[Start]
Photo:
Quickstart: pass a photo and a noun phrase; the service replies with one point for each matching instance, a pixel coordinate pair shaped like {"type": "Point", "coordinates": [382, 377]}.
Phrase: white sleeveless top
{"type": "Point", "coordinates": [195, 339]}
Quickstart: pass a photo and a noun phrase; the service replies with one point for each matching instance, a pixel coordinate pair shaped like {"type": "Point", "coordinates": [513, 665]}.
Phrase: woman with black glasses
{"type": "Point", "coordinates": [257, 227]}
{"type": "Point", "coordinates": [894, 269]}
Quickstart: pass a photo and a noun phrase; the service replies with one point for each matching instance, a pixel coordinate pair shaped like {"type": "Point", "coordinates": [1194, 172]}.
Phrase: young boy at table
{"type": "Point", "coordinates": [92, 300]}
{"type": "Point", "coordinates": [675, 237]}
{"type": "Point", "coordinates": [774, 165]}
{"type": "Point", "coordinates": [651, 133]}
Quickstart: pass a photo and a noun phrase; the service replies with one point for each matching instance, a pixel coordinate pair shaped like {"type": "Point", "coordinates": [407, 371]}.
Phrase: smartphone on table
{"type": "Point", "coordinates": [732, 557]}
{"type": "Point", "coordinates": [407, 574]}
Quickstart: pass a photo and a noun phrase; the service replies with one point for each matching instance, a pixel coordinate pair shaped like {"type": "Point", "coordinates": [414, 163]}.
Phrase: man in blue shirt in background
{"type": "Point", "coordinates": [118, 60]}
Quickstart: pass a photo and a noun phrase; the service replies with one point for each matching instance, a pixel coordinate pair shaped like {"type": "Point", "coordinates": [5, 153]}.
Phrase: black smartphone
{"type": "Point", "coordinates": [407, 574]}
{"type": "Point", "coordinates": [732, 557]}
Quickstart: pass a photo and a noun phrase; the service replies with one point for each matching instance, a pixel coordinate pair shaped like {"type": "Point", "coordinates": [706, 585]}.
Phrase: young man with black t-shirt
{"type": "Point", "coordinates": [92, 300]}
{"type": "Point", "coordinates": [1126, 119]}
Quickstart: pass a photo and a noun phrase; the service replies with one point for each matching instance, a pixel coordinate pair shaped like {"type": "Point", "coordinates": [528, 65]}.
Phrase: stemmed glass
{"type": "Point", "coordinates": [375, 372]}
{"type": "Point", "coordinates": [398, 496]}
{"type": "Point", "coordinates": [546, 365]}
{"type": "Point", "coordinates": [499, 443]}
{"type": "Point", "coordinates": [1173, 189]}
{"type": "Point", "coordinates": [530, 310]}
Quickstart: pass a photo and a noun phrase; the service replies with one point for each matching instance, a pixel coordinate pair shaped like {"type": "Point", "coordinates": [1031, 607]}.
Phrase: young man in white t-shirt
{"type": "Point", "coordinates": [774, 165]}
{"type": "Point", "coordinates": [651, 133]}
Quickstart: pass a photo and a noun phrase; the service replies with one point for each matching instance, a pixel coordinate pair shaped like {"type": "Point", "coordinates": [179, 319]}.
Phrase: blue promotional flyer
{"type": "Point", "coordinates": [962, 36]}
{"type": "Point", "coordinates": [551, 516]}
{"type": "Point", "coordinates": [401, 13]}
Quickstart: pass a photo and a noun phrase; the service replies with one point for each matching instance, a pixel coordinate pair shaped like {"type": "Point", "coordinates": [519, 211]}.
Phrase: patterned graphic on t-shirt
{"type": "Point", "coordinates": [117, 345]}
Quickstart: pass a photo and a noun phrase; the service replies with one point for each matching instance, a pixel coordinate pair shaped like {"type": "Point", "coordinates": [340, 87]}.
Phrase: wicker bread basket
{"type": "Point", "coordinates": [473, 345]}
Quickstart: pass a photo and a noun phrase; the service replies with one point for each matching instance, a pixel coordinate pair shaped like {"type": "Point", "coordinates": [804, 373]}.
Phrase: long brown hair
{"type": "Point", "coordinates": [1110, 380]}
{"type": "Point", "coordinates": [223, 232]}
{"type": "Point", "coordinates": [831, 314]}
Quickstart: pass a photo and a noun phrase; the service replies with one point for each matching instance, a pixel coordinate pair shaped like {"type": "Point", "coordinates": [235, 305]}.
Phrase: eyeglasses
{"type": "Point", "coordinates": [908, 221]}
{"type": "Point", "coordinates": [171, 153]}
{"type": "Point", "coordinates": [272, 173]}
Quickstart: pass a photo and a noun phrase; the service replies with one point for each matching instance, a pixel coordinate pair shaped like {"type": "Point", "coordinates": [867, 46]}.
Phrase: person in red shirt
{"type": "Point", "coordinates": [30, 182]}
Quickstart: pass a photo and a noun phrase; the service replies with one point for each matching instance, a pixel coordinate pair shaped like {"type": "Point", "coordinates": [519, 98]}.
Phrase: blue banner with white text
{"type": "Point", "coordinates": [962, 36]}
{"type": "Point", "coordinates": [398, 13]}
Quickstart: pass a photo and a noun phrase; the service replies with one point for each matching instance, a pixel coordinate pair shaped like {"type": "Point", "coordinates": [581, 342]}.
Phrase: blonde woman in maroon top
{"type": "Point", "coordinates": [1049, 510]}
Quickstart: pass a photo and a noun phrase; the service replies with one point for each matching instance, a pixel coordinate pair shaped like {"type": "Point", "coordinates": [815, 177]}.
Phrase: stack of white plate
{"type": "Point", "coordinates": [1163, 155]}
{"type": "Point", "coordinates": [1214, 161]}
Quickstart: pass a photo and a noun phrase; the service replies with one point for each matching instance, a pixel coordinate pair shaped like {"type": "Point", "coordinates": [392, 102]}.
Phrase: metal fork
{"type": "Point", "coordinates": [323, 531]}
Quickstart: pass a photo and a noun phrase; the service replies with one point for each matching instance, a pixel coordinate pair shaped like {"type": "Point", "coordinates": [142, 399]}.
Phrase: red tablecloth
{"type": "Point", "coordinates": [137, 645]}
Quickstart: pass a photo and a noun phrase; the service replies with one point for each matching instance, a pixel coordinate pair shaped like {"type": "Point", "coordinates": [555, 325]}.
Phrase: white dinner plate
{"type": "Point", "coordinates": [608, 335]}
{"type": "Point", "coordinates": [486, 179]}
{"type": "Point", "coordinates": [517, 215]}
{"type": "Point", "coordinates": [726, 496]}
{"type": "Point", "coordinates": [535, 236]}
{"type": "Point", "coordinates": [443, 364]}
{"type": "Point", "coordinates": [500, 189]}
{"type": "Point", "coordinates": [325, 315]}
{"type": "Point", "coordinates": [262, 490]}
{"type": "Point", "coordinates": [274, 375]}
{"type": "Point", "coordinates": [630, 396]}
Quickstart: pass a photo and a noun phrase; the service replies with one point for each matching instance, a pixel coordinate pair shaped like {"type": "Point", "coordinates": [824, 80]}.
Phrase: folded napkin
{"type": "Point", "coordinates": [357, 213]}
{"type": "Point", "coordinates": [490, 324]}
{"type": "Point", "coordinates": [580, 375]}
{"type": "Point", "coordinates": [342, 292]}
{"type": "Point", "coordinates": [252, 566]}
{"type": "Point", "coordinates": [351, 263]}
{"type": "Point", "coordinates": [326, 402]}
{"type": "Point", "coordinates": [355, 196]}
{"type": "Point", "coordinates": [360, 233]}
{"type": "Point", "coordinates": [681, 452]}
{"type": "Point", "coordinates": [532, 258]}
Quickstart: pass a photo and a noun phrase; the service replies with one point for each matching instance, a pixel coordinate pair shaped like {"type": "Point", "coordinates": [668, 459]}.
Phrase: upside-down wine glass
[End]
What needs to be done
Repeat the entries above exactly, leaving nothing out.

Full output
Photo:
Quickstart: pass a photo and a noun phrase; the service replies with one point for each matching instance, a pixel coordinate pair shaped like {"type": "Point", "coordinates": [382, 377]}.
Phrase: white sleeveless top
{"type": "Point", "coordinates": [195, 339]}
Quickstart: pass a photo and a noun phrase; the service replies with one point for each matching instance, a pixel coordinate pair shaped like {"type": "Point", "coordinates": [513, 665]}.
Phrase: woman with black glasses
{"type": "Point", "coordinates": [257, 227]}
{"type": "Point", "coordinates": [894, 269]}
Quickstart: pass a photo and a noun phrase; the service replies with one point for each matching instance, a pixel coordinate pair shaped like {"type": "Point", "coordinates": [1194, 172]}.
Phrase: young boy at table
{"type": "Point", "coordinates": [92, 300]}
{"type": "Point", "coordinates": [675, 237]}
{"type": "Point", "coordinates": [774, 165]}
{"type": "Point", "coordinates": [651, 133]}
Quickstart: pass a photo and a noun phrase; the service replies with one point for each matching instance, a pixel coordinate pair shaped like {"type": "Point", "coordinates": [407, 371]}.
Phrase: smartphone on table
{"type": "Point", "coordinates": [732, 557]}
{"type": "Point", "coordinates": [407, 574]}
Quickstart: pass a photo and a noun phrase; the service replies with one point for each matching instance, a pixel coordinate pair shaped like {"type": "Point", "coordinates": [414, 163]}.
Phrase: man in blue shirt in background
{"type": "Point", "coordinates": [118, 60]}
Quickstart: pass a photo and a noun phrase; the service replies with one point for each matching instance, a pixel coordinate pair shaped like {"type": "Point", "coordinates": [5, 153]}.
Phrase: black smartphone
{"type": "Point", "coordinates": [407, 574]}
{"type": "Point", "coordinates": [732, 557]}
Quickstart: pass a photo and a noun phrase; the service replies with one point for each matching instance, a pixel coordinate pair shaped like {"type": "Point", "coordinates": [706, 585]}.
Phrase: young man with black t-shirt
{"type": "Point", "coordinates": [92, 300]}
{"type": "Point", "coordinates": [1126, 119]}
Quickstart: pass a photo and a noun phrase; the service replies with one point for each matching instance, a pixel coordinate pair shaped like {"type": "Point", "coordinates": [528, 65]}.
Phrase: stemmed glass
{"type": "Point", "coordinates": [375, 372]}
{"type": "Point", "coordinates": [398, 496]}
{"type": "Point", "coordinates": [546, 365]}
{"type": "Point", "coordinates": [499, 443]}
{"type": "Point", "coordinates": [1173, 189]}
{"type": "Point", "coordinates": [530, 310]}
Quickstart: pass a photo and a noun phrase; the service replies with one point for each matching instance, a pixel coordinate pair shaped like {"type": "Point", "coordinates": [1031, 607]}.
Phrase: young man in white t-shirt
{"type": "Point", "coordinates": [774, 165]}
{"type": "Point", "coordinates": [651, 133]}
Quickstart: pass a photo and a noun phrase; the service replies with one point for each matching instance, a pixel coordinate pair shaped like {"type": "Point", "coordinates": [179, 319]}.
Phrase: blue promotional flyer
{"type": "Point", "coordinates": [962, 36]}
{"type": "Point", "coordinates": [551, 516]}
{"type": "Point", "coordinates": [401, 13]}
Quickstart: pass a photo and a noun phrase; the service replies with one point for each matching instance, a pixel coordinate pair shaped like {"type": "Point", "coordinates": [519, 211]}.
Phrase: patterned graphic on t-shirt
{"type": "Point", "coordinates": [117, 345]}
Quickstart: pass a photo and a noun phrase; the service replies with one point for each matching instance, a pixel coordinate pair shaped like {"type": "Point", "coordinates": [340, 87]}.
Phrase: wicker bread basket
{"type": "Point", "coordinates": [473, 345]}
Quickstart: pass a photo and a noun phrase; the service replies with one point for each matching instance, a pixel coordinate pair shaped like {"type": "Point", "coordinates": [804, 373]}.
Phrase: long brown hair
{"type": "Point", "coordinates": [1110, 380]}
{"type": "Point", "coordinates": [223, 232]}
{"type": "Point", "coordinates": [831, 314]}
Quickstart: pass a photo and a noun phrase; the service replies with one point for each matching instance, a pixel coordinate pair shaped like {"type": "Point", "coordinates": [235, 305]}.
Phrase: eyeglasses
{"type": "Point", "coordinates": [908, 221]}
{"type": "Point", "coordinates": [171, 153]}
{"type": "Point", "coordinates": [272, 173]}
Quickstart: pass a photo and a noun phrase; the service replies with one point for each matching instance, a pixel coordinate pair shaped like {"type": "Point", "coordinates": [867, 46]}.
Phrase: person in red shirt
{"type": "Point", "coordinates": [30, 182]}
Quickstart: pass a photo and a noun phrase; the service replies with one point for each matching instance, a pixel coordinate pair shaped like {"type": "Point", "coordinates": [519, 98]}.
Phrase: blue banner with white text
{"type": "Point", "coordinates": [962, 36]}
{"type": "Point", "coordinates": [398, 13]}
Quickstart: pass a photo and a noun phrase; the service replies with one point for each matching instance, a pixel coordinate pair shaped like {"type": "Point", "coordinates": [581, 342]}.
Phrase: blonde woman in maroon top
{"type": "Point", "coordinates": [1049, 510]}
Quickstart: pass a photo and a noun phrase; the service replies with one point for each matching instance, a pixel coordinate pair shaped like {"type": "Point", "coordinates": [815, 177]}.
Phrase: stack of white plate
{"type": "Point", "coordinates": [1163, 155]}
{"type": "Point", "coordinates": [1214, 161]}
Quickstart: pass a photo and a noun phrase; the service replies with one point for each matching instance, a pixel coordinate pair shaped like {"type": "Point", "coordinates": [392, 102]}.
Phrase: metal fork
{"type": "Point", "coordinates": [323, 531]}
Quickstart: pass a photo and a noun phrase; the service replies with one point for each matching instance, a pixel coordinate pair shaped like {"type": "Point", "coordinates": [142, 399]}.
Phrase: red tablecloth
{"type": "Point", "coordinates": [137, 645]}
Quickstart: pass a photo and a noun phrase; the service replies with one point for each matching instance, a pixel coordinate pair shaped like {"type": "Point", "coordinates": [555, 325]}.
Phrase: white dinner plate
{"type": "Point", "coordinates": [608, 335]}
{"type": "Point", "coordinates": [486, 179]}
{"type": "Point", "coordinates": [517, 215]}
{"type": "Point", "coordinates": [726, 496]}
{"type": "Point", "coordinates": [535, 236]}
{"type": "Point", "coordinates": [443, 364]}
{"type": "Point", "coordinates": [500, 189]}
{"type": "Point", "coordinates": [325, 315]}
{"type": "Point", "coordinates": [262, 490]}
{"type": "Point", "coordinates": [274, 375]}
{"type": "Point", "coordinates": [630, 396]}
Quickstart: pass a photo and a noun phrase; the service replies with one point for each matching instance, a pixel coordinate pair shaped like {"type": "Point", "coordinates": [824, 80]}.
Phrase: folded napkin
{"type": "Point", "coordinates": [357, 213]}
{"type": "Point", "coordinates": [490, 324]}
{"type": "Point", "coordinates": [580, 375]}
{"type": "Point", "coordinates": [342, 292]}
{"type": "Point", "coordinates": [252, 566]}
{"type": "Point", "coordinates": [351, 263]}
{"type": "Point", "coordinates": [326, 402]}
{"type": "Point", "coordinates": [355, 196]}
{"type": "Point", "coordinates": [360, 233]}
{"type": "Point", "coordinates": [681, 452]}
{"type": "Point", "coordinates": [532, 258]}
Quickstart: pass a photo and a noun phrase; the service replies with one point for each matching instance, a pixel coordinate pair shaped like {"type": "Point", "coordinates": [668, 459]}.
Phrase: upside-down wine glass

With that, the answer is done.